#### Challenge
How many lines in the rows below contain the string "signboard", with case counting? Reply with the number alone.

#### Entries
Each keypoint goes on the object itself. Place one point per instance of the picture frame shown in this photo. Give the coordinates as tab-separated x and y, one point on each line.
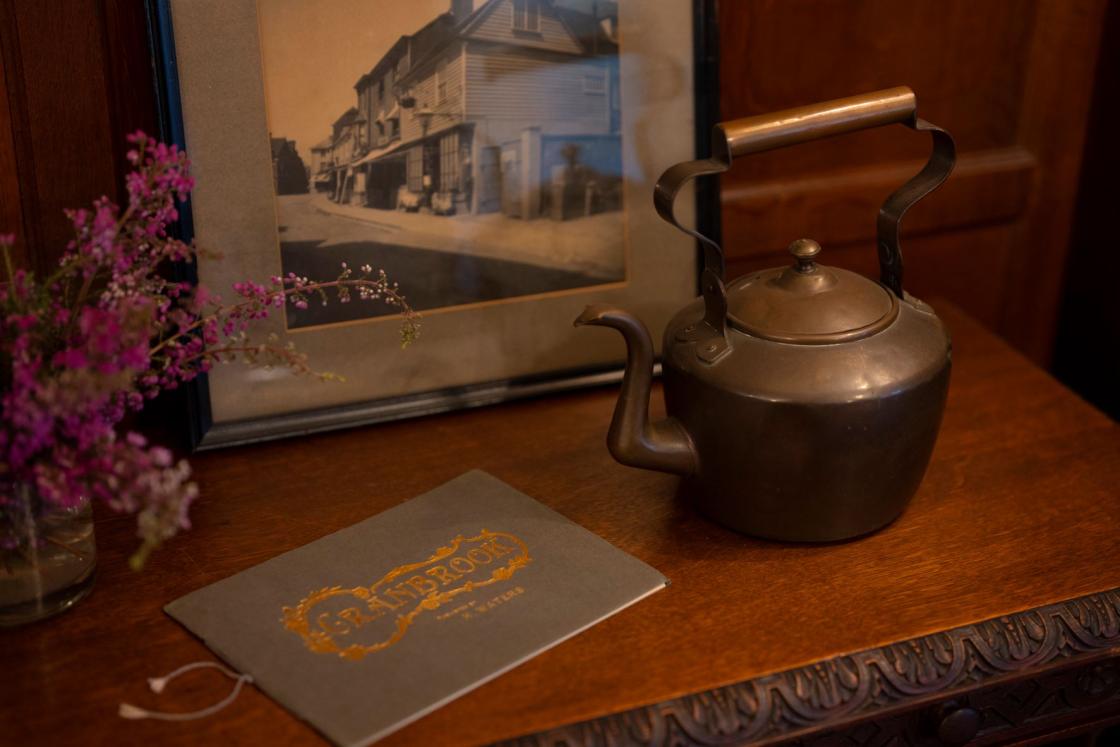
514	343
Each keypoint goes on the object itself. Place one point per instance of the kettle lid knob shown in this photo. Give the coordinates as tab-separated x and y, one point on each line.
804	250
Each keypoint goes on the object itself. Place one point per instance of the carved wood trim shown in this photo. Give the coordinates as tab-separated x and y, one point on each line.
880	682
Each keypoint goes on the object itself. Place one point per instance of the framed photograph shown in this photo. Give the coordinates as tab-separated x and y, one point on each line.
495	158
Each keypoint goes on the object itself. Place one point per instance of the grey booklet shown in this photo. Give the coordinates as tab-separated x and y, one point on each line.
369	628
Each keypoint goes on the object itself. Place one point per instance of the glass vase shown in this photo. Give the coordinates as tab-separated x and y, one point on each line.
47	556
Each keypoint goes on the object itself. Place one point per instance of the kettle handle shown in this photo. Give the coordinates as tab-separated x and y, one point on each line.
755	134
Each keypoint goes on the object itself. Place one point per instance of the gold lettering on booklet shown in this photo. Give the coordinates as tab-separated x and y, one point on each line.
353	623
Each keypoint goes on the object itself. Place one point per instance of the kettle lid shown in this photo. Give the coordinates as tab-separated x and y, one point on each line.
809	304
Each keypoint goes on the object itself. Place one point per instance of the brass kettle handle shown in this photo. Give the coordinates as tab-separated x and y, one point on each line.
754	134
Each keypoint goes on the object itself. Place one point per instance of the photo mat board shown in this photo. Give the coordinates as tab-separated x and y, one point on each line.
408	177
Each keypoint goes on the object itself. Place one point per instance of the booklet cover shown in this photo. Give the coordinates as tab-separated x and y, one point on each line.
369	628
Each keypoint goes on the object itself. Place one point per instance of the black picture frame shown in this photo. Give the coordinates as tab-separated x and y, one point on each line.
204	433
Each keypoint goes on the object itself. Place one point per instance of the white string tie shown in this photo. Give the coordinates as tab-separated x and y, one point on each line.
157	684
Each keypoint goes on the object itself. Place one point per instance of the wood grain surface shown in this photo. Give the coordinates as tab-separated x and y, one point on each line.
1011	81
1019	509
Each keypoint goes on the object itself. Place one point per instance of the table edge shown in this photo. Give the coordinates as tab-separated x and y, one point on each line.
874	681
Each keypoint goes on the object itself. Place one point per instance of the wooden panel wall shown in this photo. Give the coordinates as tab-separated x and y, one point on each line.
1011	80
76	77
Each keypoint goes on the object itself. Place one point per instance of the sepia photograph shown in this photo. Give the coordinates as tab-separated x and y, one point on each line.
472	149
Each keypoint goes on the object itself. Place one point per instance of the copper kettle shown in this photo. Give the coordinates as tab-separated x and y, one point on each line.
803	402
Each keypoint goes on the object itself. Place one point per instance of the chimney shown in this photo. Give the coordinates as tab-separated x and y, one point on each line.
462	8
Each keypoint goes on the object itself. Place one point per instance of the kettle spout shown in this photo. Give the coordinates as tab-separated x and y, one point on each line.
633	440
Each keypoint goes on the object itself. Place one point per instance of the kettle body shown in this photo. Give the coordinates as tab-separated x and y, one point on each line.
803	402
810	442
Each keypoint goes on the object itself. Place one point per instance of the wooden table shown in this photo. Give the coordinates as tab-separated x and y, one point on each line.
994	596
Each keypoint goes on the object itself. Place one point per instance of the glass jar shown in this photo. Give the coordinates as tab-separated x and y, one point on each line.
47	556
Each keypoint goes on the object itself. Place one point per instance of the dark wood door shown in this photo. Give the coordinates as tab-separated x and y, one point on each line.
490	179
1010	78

==

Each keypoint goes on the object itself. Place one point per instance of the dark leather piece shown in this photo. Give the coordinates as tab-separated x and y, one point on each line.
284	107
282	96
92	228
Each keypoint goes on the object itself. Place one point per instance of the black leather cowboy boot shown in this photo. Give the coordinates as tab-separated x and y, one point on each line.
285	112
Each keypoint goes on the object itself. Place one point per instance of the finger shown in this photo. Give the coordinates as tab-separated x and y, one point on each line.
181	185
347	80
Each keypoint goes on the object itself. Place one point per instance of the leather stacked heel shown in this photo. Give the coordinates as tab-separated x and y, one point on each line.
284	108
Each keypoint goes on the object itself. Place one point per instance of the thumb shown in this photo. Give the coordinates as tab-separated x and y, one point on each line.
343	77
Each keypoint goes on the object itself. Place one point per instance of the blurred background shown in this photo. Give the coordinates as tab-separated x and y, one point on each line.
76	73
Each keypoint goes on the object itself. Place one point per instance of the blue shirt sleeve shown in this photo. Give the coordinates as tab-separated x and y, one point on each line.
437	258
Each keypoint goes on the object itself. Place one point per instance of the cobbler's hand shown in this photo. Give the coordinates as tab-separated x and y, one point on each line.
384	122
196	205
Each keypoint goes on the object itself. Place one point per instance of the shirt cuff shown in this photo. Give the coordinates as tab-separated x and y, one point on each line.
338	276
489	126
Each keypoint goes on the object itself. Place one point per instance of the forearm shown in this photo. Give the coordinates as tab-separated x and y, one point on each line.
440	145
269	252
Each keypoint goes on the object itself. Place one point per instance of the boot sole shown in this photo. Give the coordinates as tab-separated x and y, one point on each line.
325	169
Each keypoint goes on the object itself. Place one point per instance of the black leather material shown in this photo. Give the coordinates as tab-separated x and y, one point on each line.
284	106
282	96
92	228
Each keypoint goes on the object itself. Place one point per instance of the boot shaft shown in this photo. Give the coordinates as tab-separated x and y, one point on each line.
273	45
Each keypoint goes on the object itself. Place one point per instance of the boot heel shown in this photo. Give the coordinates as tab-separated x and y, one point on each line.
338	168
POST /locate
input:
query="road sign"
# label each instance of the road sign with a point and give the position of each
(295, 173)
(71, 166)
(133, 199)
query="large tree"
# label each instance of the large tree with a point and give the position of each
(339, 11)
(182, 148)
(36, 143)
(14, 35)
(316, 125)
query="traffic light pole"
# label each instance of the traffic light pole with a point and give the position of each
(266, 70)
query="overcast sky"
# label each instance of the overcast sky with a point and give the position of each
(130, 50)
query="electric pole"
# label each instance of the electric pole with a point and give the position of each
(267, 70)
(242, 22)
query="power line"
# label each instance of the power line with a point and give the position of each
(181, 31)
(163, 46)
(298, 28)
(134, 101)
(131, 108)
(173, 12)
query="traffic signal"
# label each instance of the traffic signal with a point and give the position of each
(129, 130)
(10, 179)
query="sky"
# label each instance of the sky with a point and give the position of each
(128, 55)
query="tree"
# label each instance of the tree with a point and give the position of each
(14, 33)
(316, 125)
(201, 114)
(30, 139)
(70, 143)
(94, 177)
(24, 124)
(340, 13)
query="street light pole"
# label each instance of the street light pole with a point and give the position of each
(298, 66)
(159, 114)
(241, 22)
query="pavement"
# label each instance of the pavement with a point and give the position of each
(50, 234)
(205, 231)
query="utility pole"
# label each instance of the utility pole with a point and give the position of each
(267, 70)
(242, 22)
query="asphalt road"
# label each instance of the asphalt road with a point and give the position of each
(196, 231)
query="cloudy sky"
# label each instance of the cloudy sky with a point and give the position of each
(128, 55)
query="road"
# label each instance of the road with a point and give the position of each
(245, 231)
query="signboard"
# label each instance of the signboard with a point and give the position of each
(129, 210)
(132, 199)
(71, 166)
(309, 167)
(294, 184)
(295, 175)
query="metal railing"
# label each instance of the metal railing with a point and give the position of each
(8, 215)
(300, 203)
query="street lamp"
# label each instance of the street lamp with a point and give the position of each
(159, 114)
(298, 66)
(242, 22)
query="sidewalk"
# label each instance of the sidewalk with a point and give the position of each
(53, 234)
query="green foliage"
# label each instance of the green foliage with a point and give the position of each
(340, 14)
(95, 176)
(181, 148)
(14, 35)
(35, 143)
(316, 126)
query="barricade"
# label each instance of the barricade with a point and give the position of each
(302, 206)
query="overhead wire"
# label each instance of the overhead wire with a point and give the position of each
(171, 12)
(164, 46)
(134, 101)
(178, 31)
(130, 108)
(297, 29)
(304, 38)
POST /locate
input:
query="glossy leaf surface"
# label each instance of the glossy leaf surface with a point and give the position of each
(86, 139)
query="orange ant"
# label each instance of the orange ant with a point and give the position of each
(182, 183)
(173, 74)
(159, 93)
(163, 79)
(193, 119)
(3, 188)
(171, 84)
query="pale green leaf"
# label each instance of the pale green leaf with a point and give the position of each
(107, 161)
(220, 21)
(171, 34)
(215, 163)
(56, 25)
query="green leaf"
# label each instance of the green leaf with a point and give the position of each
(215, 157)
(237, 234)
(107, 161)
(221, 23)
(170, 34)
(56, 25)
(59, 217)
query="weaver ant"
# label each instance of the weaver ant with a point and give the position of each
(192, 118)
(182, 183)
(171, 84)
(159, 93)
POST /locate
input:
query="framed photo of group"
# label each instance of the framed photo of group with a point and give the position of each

...

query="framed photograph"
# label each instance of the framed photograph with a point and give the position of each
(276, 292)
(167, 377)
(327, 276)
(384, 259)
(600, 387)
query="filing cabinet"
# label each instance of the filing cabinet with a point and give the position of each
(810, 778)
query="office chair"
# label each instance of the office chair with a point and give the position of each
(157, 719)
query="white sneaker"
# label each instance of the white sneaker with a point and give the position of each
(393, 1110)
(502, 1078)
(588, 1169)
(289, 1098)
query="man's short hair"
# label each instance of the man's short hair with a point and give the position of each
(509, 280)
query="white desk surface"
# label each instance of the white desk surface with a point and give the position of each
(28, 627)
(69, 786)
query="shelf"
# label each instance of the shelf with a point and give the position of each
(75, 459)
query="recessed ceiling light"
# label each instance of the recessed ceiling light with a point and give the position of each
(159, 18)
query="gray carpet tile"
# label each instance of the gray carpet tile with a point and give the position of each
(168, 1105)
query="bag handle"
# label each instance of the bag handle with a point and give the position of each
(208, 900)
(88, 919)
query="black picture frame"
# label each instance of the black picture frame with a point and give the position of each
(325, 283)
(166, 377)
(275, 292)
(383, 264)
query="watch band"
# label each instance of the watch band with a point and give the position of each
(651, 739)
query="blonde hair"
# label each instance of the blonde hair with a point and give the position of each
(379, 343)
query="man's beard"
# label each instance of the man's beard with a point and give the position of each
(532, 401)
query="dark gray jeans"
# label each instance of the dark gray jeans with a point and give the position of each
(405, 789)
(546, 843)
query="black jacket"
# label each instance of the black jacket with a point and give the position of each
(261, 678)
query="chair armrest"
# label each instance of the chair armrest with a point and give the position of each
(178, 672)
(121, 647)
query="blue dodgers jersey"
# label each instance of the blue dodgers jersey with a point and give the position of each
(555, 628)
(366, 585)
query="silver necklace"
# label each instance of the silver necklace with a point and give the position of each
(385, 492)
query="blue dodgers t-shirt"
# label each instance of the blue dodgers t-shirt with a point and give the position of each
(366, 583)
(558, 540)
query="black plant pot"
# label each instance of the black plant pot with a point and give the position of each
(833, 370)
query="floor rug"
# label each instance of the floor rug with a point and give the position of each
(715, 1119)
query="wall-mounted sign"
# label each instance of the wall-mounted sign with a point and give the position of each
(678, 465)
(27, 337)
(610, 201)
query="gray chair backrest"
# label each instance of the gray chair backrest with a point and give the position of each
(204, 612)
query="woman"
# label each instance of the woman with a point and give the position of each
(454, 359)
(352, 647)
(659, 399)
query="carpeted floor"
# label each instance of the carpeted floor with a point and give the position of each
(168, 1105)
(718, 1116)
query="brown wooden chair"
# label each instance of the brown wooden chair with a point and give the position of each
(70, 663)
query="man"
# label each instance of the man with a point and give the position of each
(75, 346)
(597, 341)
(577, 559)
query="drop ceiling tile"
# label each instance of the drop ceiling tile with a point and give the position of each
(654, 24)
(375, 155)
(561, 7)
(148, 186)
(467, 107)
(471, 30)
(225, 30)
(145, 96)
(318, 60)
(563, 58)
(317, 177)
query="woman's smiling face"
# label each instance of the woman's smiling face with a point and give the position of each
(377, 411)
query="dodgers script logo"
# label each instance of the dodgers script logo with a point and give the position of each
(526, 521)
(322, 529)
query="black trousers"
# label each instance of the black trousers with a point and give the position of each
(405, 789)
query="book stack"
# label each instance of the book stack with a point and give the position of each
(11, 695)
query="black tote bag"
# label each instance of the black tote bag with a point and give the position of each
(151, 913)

#### Finished task
2